* **Instructions for the task**
Please reproduce the full listing, requests included, shifting every coordinate in the answers by -17.

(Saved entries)

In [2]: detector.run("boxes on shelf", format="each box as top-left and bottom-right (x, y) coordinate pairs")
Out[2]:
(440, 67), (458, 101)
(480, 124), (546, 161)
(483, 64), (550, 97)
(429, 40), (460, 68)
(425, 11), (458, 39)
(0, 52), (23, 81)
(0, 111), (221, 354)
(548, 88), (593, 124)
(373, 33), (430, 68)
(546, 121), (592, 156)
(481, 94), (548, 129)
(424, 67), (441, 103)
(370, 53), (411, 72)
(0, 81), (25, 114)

* **Correct response**
In [2]: detector.run("boxes on shelf", format="each box as top-left and bottom-right (x, y) coordinate pairs")
Out[2]:
(423, 50), (441, 84)
(463, 107), (529, 144)
(466, 47), (533, 80)
(412, 23), (443, 51)
(408, -6), (441, 22)
(-17, 35), (6, 64)
(-17, 94), (204, 337)
(531, 71), (576, 107)
(356, 16), (413, 51)
(529, 104), (575, 139)
(464, 77), (531, 112)
(407, 50), (424, 86)
(353, 36), (394, 55)
(-17, 64), (8, 97)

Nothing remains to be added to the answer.